- EXTRAIT DU TEXTE

+ + + +

Dans cette fiche pratique, SUD éducation fait le point sur le versement de l’indemnité éducation prioritaire aux AED et AESH.
C’est quoi l’indemnité REP/REP+ ?
C’est une indemnité dite de sujétion, liée à l’exercice des fonctions dans une école ou un établissement relevant d’un réseau d’éducation prioritaire (renforcée). Elle est encadrée par deux textes juridiques :
- le décret n° 2015-1087 du 28 août 2015 portant régime indemnitaire spécifique en faveur des personnels exerçant dans les écoles ou établissements relevant des programmes « Réseau d'éducation prioritaire renforcé » et « Réseau d'éducation prioritaire » ;
- l’arrêté du 28 août 2015 fixant les taux annuels en application du décret n° 2015-1087 du 28 août 2015 portant régime indemnitaire spécifique en faveur des personnels exerçant dans les écoles ou établissements relevant des programmes « Réseau d'éducation prioritaire renforcé » et « Réseau d'éducation prioritaire ».
La politique dite “d’éducation prioritaire” a pour objectif de corriger les inégalités liées à la situation sociale et économique des habitant·es de zones défavorisées, par un renforcement de l’accompagnement éducatif et pédagogique. L’indemnité est présentée comme une mesure visant à stabiliser les équipes éducatives et pédagogiques ainsi qu’à reconnaître l’engagement des personnels exerçant dans les REP/REP+.
Comment savoir si je travaille en REP ?
En règle générale, si vous travaillez dans une école ou un établissement faisant partie d’un réseau d’éducation prioritaire, vous êtes déjà au courant. La liste des écoles et établissements composant les réseaux d’éducation prioritaire est fixée par arrêté. En cas de doute, vous pouvez demander à vos collègues.

+ + + +

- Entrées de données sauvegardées
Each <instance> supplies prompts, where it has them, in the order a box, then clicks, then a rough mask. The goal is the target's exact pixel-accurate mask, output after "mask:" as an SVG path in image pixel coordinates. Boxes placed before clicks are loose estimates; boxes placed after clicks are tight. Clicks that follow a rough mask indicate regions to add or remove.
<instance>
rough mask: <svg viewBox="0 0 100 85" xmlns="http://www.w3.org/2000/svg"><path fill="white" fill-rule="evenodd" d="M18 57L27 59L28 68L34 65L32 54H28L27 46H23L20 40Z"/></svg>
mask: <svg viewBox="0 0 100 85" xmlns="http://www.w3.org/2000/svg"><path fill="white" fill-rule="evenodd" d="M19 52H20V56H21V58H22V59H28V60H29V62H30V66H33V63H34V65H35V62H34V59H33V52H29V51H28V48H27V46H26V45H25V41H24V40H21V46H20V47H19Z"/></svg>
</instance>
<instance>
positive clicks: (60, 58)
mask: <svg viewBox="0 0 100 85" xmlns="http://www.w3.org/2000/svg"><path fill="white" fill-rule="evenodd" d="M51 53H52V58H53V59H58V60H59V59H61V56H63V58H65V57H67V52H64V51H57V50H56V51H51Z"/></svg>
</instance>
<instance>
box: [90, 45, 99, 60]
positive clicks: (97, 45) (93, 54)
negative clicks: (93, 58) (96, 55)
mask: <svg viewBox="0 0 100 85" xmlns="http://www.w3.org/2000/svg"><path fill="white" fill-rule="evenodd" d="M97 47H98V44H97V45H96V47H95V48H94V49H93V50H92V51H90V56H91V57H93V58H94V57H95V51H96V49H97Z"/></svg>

+ + + +

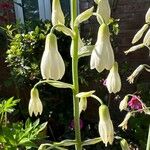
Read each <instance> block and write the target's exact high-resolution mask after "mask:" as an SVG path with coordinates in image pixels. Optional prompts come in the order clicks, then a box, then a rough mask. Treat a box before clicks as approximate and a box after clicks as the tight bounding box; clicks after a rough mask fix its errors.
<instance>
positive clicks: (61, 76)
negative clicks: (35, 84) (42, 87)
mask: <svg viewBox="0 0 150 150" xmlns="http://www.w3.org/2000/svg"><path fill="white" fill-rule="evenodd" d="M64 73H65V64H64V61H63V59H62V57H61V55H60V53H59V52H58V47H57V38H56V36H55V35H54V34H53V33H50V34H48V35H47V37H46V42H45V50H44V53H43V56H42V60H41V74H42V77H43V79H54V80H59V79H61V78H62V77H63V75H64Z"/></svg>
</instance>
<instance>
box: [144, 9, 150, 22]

+ + + +

- CONSIGNE ÉCRITE 1
D'après la fiche sur l'indemnité REP/REP+, par quel type d'acte la liste des écoles et établissements des réseaux d'éducation prioritaire est-elle fixée ?
- CONSIGNE ÉCRITE 2
Expliquez en une à trois phrases, en vous appuyant sur la fiche sur l'indemnité REP/REP+, dans quel but cette indemnité est versée aux personnels.
- CONSIGNE ÉCRITE 3
Poursuivez la fiche sur l'indemnité REP/REP+ à partir de sa dernière phrase.
Le listing ne sert à rien pour ce travail.

- RÉSULTAT 1
Elle est fixée par arrêté.

- RÉSULTAT 2
Il s'agit d'une indemnité de sujétion, liée à l'exercice des fonctions dans une école ou un établissement d'un réseau d'éducation prioritaire. Elle est présentée comme une mesure visant à stabiliser les équipes éducatives et pédagogiques et à reconnaître l'engagement des personnels qui travaillent en REP/REP+.

- RÉSULTAT 3
Vous pouvez aussi, en cas de service partagé entre plusieurs établissements, travailler à la fois en éducation prioritaire et hors éducation prioritaire.
Qui a droit à cette indemnité ?
En janvier 2020, SUD éducation a lancé une campagne nationale pour le versement de l’indemnité REP/REP+ aux AED et AESH exerçant en éducation prioritaire, notamment par le biais de divers recours juridiques. En effet, jusque-là, elles et ils étaient les seul·es à ne pas la percevoir.
En avril 2022, le Conseil d’État a rendu une première décision, considérant que les AED devraient elle·eux-aussi percevoir l’indemnité éducation prioritaire. Il donnait au ministère six mois pour faire appliquer la décision.
La mesure a été budgétée au budget 2023 et un décret, modifiant celui de 2015, a été publié le 8 décembre 2022, accordant l’indemnité aux AED et aux AESH.
À partir de quand va-t-on la percevoir ?
Le décret n°2022-1534 du 8 décembre 2022 modifiant le décret n°2015-1087 du 28 août 2015 prévoit un versement de l’indemnité REP/REP+ aux AESH et AED à compter du 1er janvier 2023 ; l’indemnité devrait donc apparaître sur la fiche de paye du mois de janvier, sous la forme [indemnité suj REP].
Quel est son montant ?
C’est là que réside tout le scandale de cette mesure : prêt à tout pour ne pas avouer une cuisante défaite, et pour ne pas faire oublier aux AED et AESH qu’il les considère comme des sous personnels, le ministère a prévu que les montants de l’indemnité soient inférieurs de 36% à ceux versés aux autres personnels !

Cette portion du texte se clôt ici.